EXTRACT
__________________________________________________

Data virtualization is a method for accessing enterprise data through a semantic data layer that hides the underlying complexities of the data sources, while allowing for centralized data governance.
Real-time access to data is crucial for making business decisions and delivering value to customers fast. But today, enterprise data is dispersed across numerous systems, formats, and technologies. On top of that, new systems are continuously being added in pursuit of big data analytics and modernization of legacy apps.
To tear down data silos, and improve access to business-critical information, many organizations are turning to an advanced type of data integration called data virtualization – offering new levels of access, speed, and efficiency in moving data across disparate systems.
Data virtualization is a data integration method within a data management architecture (such as data mesh architecture, data fabric architecture, or data hub architecture). It is used primarily for queries against many different data sources, and the federation of query results into virtual data views – consumed by applications, query/reporting tools, message-oriented middleware, or other data management infrastructure components.

__________________________________________________

[Collected data]
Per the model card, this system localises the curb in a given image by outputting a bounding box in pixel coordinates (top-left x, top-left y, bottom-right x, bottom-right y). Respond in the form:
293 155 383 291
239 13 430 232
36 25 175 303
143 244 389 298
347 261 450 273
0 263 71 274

__________________________________________________

GIVEN REQUEST
Update the data virtualization passage between "Data virtualization is a method" and "of legacy apps.", inclusive, replacing "semantic data layer" with "virtual data layer". The data above is separate material from the data virtualization passage.

WRITTEN REPLY
Data virtualization is a method for accessing enterprise data through a virtual data layer that hides the underlying complexities of the data sources, while allowing for centralized data governance.
Real-time access to data is crucial for making business decisions and delivering value to customers fast. But today, enterprise data is dispersed across numerous systems, formats, and technologies. On top of that, new systems are continuously being added in pursuit of big data analytics and modernization of legacy apps.